The expected output is exactly the lines below, starting at the line with "Intersection-audit request. Target: hillside" and ending at the line with "Intersection-audit request. Target: nursery", both included; no other line belongs in it.

Material provided:
● ● ● ●

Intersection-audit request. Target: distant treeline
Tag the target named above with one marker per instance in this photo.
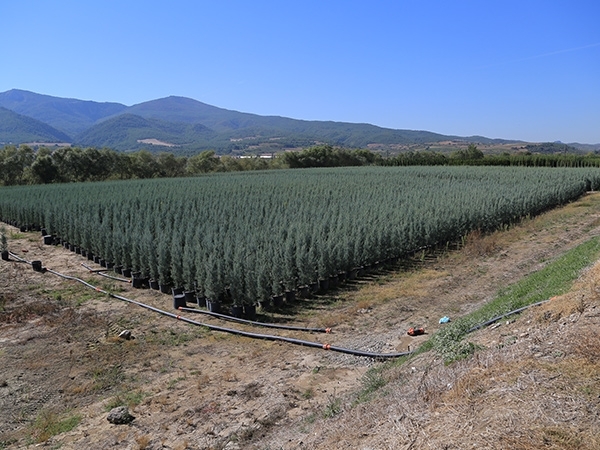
(23, 165)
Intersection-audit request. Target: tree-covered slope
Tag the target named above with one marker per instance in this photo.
(128, 132)
(17, 128)
(69, 115)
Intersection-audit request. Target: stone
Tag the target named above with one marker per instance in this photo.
(120, 416)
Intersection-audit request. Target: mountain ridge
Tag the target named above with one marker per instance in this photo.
(189, 125)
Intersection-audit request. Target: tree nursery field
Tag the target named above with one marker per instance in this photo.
(243, 239)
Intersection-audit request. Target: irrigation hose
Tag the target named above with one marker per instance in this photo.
(232, 330)
(510, 313)
(251, 322)
(102, 273)
(268, 336)
(222, 316)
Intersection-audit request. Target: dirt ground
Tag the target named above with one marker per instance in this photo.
(189, 388)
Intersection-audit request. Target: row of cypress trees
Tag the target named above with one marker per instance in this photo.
(254, 235)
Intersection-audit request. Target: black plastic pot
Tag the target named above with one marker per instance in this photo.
(179, 301)
(278, 301)
(304, 291)
(323, 284)
(333, 281)
(250, 312)
(137, 281)
(177, 291)
(266, 303)
(165, 288)
(237, 311)
(213, 306)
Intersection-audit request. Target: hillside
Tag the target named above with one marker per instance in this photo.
(18, 128)
(130, 132)
(182, 123)
(533, 383)
(69, 115)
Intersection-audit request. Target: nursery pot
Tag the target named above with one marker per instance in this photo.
(37, 266)
(277, 301)
(323, 284)
(213, 306)
(250, 312)
(179, 301)
(304, 291)
(177, 291)
(165, 288)
(237, 311)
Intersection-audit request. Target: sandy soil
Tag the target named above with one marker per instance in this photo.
(191, 388)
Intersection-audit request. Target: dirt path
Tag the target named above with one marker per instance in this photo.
(190, 388)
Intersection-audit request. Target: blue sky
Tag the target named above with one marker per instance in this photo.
(526, 70)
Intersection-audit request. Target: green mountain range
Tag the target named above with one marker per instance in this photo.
(186, 126)
(16, 128)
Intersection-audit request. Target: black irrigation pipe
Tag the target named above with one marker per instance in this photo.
(510, 313)
(101, 273)
(269, 336)
(251, 322)
(232, 330)
(221, 316)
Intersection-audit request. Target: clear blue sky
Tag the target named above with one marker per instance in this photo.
(521, 69)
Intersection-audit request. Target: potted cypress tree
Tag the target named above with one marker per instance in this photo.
(3, 244)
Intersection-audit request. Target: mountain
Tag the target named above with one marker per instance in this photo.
(186, 125)
(18, 129)
(131, 132)
(69, 115)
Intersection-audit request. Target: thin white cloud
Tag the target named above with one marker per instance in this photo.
(542, 55)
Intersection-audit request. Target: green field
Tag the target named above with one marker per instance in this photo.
(254, 235)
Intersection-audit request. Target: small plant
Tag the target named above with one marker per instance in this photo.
(49, 424)
(333, 407)
(3, 239)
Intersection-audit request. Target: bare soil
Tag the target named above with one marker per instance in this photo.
(536, 383)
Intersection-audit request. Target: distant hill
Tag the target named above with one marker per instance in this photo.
(185, 125)
(69, 115)
(16, 128)
(131, 132)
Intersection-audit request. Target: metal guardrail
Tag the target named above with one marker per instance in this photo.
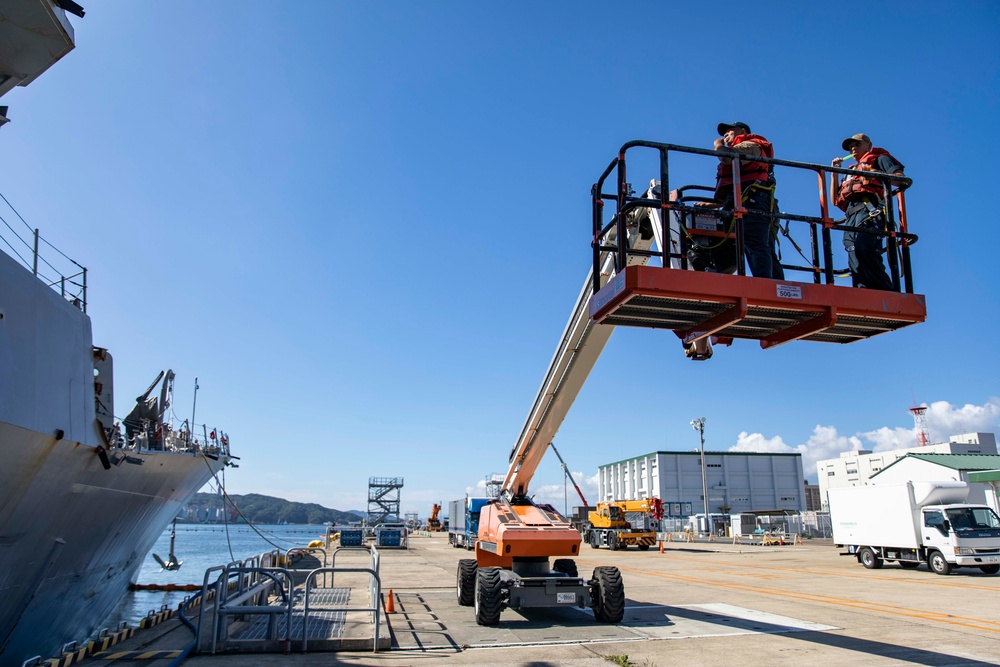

● ● ● ●

Task answer:
Intersection-audit request. Target: hillside
Tag the target named above with one marker per instance in this photo.
(18, 128)
(130, 132)
(182, 123)
(533, 383)
(69, 115)
Intersection-audit request. Target: nursery pot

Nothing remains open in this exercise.